Stated task 1: Find every line in the rows below that contains the string "shirt", matching case exactly, and copy each of those lines.

**** Document passage ****

Morphology Databases Post-installation
======================================

This page provides post-installation instructions for specific morphological database packages that
require additional installation steps.

Post-installation Steps
-----------------------

.. _calima-msa-s31-db-post-install:

calima-msa-s31
^^^^^^^^^^^^^^

1. Install the database by running ``camel_data -i morphology-db-msa-s31``.
2. Purchase a copy SAMA 3.1 from the `Linguistic Data Consortium <https://catalog.ldc.upenn.edu/LDC2010L01>`_.
3. Download the `SAMA 3.1 archive <https://catalog.ldc.upenn.edu/download/91f36443e9aaa1c9f367293485b7528cf9cf15d938fdfb0885d111fb37ec>`_
   (should be called ``LDC2010L01.tgz``).
4. Run ``camel_data -p morphology-db-msa-s31 /path/to/LDC2010L01.tgz``.


Usage
-----

The example below shows how we can now use *calima-msa-s31* after performing the above
post-installation steps.
In this case, we will be using *calima-mas-s31* to diacritize a sentence.

.. code-block:: python

   from camel_tools.morphology.analyzer import Analyzer
   from camel_tools.morphology.database import MorphologyDB
   from camel_tools.disambig.bert import BERTUnfactoredDisambiguator

   # Load the calima-msa-s31 database
   db = MorphologyDB.builtin_db('calima-msa-s31')

   # Create an analyzer instance using the calima-msa-s31 database
   analyzer = Analyzer(db, 'ADD_PROP', cache_size=100000)

   # Load the pretrained MSA BERT disambiguator
   disambig = BERTUnfactoredDisambiguator.pretrained(model_name='msa', pretrained_cache=False)

   # Replace the default analyzer with the calima-msa-s31 analyzer
   disambig.set_analyzer(analyzer)

   # Disambiguate sentence
   sentence = 'سوف نقرأ الكتب'.split()
   sentence_disambig = disambig.disambiguate(sentence)

   # Extract diacritized words
   sentence_diacritized = [d.analyses[0].analysis['diac'] for d in sentence_disambig]
   print(' '.join(sentence_diacritized))

****

Stated task 2: Duplicate the morphology database post-installation page above in full, with every character kept the same.

**** Material supplied ****

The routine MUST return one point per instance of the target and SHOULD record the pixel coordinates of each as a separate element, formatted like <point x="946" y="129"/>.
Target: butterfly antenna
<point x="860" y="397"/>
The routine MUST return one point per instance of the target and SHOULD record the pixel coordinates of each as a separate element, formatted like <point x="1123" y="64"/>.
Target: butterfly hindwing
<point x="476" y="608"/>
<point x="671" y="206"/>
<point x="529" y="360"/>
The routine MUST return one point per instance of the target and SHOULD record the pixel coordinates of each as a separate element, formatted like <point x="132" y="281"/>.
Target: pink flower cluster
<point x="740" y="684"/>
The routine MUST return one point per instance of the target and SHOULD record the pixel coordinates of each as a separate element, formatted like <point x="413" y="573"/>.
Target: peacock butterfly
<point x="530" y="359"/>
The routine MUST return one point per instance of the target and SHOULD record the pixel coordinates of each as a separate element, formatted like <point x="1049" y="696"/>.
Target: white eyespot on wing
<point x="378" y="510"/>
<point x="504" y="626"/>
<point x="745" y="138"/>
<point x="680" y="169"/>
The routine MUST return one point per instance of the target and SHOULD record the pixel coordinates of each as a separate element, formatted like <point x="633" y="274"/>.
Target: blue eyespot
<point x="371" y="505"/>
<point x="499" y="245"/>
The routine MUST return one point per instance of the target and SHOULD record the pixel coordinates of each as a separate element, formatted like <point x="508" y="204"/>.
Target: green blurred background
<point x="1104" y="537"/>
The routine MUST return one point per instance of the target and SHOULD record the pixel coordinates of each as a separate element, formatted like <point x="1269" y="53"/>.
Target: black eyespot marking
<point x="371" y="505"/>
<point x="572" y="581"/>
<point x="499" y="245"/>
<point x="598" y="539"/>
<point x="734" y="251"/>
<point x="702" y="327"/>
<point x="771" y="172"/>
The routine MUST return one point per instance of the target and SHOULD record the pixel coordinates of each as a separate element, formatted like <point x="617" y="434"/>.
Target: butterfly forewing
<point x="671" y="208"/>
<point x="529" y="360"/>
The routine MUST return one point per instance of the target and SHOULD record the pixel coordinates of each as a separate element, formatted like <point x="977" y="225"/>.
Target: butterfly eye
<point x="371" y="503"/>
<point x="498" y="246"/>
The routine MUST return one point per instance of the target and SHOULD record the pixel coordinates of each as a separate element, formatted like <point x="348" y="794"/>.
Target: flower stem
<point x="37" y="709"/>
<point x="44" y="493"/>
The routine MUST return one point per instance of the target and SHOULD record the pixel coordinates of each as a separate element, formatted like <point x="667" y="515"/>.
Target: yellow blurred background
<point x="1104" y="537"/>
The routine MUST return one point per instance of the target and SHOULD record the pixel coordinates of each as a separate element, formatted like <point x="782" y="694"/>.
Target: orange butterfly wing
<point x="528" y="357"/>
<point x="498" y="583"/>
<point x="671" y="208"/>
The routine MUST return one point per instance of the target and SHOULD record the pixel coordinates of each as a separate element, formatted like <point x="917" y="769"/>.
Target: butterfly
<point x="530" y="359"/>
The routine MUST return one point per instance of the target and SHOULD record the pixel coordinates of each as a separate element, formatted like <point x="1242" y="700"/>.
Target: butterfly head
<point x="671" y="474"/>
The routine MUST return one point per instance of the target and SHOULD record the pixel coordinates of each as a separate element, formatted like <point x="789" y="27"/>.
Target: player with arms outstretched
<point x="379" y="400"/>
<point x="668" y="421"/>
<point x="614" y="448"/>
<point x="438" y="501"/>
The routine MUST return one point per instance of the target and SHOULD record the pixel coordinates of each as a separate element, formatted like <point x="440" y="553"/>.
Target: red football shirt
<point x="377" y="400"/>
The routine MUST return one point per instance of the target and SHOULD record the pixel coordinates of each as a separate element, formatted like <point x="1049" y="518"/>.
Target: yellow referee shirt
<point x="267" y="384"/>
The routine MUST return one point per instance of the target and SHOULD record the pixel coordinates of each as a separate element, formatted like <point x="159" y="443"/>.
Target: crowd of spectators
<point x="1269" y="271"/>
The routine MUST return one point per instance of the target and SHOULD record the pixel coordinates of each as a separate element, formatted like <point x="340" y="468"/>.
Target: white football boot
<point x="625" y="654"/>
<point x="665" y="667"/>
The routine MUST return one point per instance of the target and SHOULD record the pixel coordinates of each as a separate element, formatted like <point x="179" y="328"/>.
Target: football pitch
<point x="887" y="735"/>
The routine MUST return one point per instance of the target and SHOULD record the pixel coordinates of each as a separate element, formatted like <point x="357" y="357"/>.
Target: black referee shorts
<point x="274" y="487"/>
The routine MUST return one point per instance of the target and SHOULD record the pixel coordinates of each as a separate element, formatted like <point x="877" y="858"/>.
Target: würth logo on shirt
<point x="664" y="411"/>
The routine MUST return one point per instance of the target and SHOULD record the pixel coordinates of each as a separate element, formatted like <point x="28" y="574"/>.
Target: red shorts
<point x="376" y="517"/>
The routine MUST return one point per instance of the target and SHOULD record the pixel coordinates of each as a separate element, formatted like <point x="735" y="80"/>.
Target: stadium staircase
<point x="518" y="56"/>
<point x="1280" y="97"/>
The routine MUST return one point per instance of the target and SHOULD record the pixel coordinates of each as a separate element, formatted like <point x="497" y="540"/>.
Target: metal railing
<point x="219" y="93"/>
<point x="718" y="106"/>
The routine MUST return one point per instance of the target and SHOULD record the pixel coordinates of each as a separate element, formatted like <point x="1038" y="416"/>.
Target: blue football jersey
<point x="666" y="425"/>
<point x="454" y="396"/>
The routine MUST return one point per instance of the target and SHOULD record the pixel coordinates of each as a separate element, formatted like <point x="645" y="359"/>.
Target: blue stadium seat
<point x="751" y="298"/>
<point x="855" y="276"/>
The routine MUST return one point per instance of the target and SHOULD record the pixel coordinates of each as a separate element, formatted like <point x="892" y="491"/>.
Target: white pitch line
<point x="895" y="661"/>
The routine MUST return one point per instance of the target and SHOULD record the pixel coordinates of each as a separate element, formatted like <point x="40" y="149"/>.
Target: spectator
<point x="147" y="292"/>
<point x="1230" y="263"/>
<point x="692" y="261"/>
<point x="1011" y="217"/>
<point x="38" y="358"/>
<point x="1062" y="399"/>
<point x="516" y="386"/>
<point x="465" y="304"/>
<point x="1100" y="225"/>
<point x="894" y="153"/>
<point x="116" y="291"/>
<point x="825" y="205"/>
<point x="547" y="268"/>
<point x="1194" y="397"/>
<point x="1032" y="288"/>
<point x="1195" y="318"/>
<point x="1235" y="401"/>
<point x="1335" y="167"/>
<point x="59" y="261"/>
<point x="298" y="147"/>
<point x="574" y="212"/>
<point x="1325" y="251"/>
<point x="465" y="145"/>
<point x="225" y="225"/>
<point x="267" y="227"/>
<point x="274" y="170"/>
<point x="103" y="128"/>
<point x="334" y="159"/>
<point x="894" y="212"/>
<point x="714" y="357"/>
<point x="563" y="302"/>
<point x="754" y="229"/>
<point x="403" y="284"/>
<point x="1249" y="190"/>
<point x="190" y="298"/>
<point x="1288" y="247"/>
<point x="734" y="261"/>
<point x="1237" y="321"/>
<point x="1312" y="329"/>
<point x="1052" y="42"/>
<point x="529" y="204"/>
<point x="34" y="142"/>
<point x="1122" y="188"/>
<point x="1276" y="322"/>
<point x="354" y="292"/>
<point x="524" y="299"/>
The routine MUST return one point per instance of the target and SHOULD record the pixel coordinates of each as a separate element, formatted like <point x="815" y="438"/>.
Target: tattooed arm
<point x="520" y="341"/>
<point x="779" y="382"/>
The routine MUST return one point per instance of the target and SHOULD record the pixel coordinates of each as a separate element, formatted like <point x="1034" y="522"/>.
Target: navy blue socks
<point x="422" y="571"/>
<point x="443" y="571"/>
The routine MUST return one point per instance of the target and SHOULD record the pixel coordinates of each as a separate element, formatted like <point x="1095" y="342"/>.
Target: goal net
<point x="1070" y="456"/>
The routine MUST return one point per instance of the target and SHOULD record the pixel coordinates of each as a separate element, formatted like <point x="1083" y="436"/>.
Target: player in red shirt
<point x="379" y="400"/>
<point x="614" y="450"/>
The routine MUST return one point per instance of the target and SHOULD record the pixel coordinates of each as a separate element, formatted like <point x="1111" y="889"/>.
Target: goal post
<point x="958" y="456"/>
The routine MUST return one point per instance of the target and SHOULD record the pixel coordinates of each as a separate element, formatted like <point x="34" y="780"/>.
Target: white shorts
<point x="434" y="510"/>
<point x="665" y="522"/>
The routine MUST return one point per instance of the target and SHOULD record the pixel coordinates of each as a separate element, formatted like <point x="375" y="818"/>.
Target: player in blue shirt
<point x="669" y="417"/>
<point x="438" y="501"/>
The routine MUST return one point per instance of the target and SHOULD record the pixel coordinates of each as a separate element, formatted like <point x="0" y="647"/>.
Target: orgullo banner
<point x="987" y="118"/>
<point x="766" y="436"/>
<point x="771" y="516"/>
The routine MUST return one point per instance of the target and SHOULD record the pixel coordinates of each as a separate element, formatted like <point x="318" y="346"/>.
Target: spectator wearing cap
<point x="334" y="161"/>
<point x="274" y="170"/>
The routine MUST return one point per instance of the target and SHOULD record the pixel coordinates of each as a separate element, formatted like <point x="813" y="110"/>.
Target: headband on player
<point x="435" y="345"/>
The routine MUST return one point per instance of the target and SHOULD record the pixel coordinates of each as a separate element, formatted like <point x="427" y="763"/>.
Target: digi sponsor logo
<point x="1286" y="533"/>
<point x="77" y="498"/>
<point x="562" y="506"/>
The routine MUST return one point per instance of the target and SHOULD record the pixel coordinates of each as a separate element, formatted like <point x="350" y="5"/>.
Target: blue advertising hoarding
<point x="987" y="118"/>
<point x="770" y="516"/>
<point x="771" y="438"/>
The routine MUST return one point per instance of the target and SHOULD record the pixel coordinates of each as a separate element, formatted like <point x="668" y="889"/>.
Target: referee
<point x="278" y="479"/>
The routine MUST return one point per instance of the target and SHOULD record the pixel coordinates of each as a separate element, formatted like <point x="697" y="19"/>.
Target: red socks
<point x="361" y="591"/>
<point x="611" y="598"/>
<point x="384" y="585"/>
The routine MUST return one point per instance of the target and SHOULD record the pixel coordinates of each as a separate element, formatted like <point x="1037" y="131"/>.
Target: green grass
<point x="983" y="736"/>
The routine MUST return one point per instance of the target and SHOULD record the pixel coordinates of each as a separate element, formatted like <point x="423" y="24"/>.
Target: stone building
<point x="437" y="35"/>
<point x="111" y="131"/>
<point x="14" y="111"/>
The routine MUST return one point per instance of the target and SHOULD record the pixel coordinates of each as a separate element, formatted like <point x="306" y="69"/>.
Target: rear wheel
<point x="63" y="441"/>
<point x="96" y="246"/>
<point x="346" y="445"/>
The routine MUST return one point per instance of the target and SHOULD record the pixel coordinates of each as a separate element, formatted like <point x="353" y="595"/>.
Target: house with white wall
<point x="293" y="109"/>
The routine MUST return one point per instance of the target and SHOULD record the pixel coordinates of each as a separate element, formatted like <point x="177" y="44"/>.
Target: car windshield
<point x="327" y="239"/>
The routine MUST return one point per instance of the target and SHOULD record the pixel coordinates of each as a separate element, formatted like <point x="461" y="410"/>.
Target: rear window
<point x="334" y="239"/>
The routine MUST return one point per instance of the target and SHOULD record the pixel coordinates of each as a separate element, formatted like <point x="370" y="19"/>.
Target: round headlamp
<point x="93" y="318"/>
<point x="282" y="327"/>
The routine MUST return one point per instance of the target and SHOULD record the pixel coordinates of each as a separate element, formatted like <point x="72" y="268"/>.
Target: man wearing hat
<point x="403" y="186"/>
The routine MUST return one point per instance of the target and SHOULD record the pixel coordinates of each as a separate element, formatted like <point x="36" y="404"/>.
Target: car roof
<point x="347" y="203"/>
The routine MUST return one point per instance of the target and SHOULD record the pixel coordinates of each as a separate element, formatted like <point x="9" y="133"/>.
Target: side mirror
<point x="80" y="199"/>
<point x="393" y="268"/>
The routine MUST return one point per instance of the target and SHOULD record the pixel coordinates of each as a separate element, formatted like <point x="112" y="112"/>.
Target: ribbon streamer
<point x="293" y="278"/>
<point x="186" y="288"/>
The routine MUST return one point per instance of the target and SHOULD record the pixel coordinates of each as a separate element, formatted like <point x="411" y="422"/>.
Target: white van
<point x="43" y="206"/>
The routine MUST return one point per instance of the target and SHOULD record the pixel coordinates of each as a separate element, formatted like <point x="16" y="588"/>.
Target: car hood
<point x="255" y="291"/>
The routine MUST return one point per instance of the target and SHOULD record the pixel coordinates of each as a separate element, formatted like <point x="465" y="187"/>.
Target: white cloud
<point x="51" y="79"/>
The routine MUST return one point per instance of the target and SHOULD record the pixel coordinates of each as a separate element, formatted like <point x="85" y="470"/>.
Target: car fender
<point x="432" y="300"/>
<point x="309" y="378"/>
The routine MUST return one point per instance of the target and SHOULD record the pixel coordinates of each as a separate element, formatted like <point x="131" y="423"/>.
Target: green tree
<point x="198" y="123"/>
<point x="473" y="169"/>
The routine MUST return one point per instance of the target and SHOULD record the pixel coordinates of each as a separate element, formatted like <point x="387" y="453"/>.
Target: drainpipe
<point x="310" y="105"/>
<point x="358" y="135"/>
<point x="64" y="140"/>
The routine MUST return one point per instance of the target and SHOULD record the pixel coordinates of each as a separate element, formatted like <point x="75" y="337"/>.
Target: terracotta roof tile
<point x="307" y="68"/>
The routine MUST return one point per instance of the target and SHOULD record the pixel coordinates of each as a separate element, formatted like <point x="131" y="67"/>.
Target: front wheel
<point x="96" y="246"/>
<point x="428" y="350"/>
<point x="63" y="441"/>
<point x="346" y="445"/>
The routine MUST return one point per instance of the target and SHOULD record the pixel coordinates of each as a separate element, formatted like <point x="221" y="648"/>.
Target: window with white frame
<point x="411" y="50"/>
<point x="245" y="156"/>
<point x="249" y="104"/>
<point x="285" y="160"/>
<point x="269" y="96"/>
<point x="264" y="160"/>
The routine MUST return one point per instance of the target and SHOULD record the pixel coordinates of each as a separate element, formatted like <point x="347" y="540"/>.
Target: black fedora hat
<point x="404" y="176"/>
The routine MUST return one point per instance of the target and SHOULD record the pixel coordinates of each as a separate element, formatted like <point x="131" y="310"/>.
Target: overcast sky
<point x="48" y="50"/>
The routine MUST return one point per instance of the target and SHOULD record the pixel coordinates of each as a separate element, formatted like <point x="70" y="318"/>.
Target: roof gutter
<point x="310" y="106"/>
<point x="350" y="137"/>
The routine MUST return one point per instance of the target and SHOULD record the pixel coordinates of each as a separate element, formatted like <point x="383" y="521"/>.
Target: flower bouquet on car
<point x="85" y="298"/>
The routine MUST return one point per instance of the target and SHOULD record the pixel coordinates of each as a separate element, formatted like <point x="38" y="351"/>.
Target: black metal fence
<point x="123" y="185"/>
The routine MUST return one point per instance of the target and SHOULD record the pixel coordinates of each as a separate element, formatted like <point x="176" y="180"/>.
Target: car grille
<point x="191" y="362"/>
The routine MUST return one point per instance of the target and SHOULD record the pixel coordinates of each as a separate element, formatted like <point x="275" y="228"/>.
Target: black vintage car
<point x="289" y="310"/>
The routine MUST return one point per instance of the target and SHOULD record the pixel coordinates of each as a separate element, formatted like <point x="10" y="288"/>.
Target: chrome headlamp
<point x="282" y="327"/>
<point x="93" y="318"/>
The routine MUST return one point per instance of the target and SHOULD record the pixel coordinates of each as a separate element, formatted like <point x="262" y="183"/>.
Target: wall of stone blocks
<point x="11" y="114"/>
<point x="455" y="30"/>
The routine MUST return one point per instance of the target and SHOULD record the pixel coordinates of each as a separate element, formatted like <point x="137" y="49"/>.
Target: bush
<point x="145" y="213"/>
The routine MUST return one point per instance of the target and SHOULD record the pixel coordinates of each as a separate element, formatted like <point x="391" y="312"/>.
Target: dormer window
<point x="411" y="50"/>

****

Correct output 1:
Target: red football shirt
Target: yellow referee shirt
Target: würth logo on shirt
Target: player in red shirt
Target: player in blue shirt

Correct output 2:
Morphology Databases Post-installation
======================================

This page provides post-installation instructions for specific morphological database packages that
require additional installation steps.

Post-installation Steps
-----------------------

.. _calima-msa-s31-db-post-install:

calima-msa-s31
^^^^^^^^^^^^^^

1. Install the database by running ``camel_data -i morphology-db-msa-s31``.
2. Purchase a copy SAMA 3.1 from the `Linguistic Data Consortium <https://catalog.ldc.upenn.edu/LDC2010L01>`_.
3. Download the `SAMA 3.1 archive <https://catalog.ldc.upenn.edu/download/91f36443e9aaa1c9f367293485b7528cf9cf15d938fdfb0885d111fb37ec>`_
   (should be called ``LDC2010L01.tgz``).
4. Run ``camel_data -p morphology-db-msa-s31 /path/to/LDC2010L01.tgz``.


Usage
-----

The example below shows how we can now use *calima-msa-s31* after performing the above
post-installation steps.
In this case, we will be using *calima-mas-s31* to diacritize a sentence.

.. code-block:: python

   from camel_tools.morphology.analyzer import Analyzer
   from camel_tools.morphology.database import MorphologyDB
   from camel_tools.disambig.bert import BERTUnfactoredDisambiguator

   # Load the calima-msa-s31 database
   db = MorphologyDB.builtin_db('calima-msa-s31')

   # Create an analyzer instance using the calima-msa-s31 database
   analyzer = Analyzer(db, 'ADD_PROP', cache_size=100000)

   # Load the pretrained MSA BERT disambiguator
   disambig = BERTUnfactoredDisambiguator.pretrained(model_name='msa', pretrained_cache=False)

   # Replace the default analyzer with the calima-msa-s31 analyzer
   disambig.set_analyzer(analyzer)

   # Disambiguate sentence
   sentence = 'سوف نقرأ الكتب'.split()
   sentence_disambig = disambig.disambiguate(sentence)

   # Extract diacritized words
   sentence_diacritized = [d.analyses[0].analysis['diac'] for d in sentence_disambig]
   print(' '.join(sentence_diacritized))